■ Exercise directions: Pick out every line in the entries below that contains the string "grille", and copy each of those lines. Treat uppercase and lowercase as different.

■ Dataset extract:
---------------
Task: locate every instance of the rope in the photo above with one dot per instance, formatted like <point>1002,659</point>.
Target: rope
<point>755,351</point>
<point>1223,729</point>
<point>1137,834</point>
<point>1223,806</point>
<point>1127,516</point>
---------------
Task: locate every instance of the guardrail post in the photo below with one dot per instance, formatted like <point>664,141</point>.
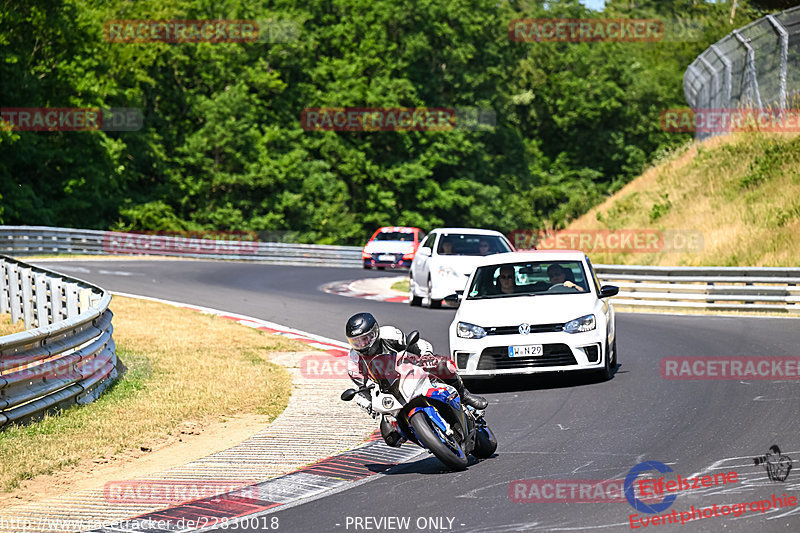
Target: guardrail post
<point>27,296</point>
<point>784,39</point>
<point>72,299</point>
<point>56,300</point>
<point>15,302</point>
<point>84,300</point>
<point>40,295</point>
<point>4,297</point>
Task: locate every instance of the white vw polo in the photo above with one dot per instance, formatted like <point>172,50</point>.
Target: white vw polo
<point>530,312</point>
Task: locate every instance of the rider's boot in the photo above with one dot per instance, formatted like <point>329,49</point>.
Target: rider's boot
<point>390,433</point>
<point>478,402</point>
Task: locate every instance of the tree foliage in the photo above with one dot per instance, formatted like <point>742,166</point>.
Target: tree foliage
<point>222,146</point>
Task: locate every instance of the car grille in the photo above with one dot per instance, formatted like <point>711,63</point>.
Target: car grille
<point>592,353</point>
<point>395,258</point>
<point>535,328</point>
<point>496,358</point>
---------------
■ Answer below:
Task: locate every instance of the car grille in the photo above with one dot per instance, formatted like <point>711,63</point>.
Target: car grille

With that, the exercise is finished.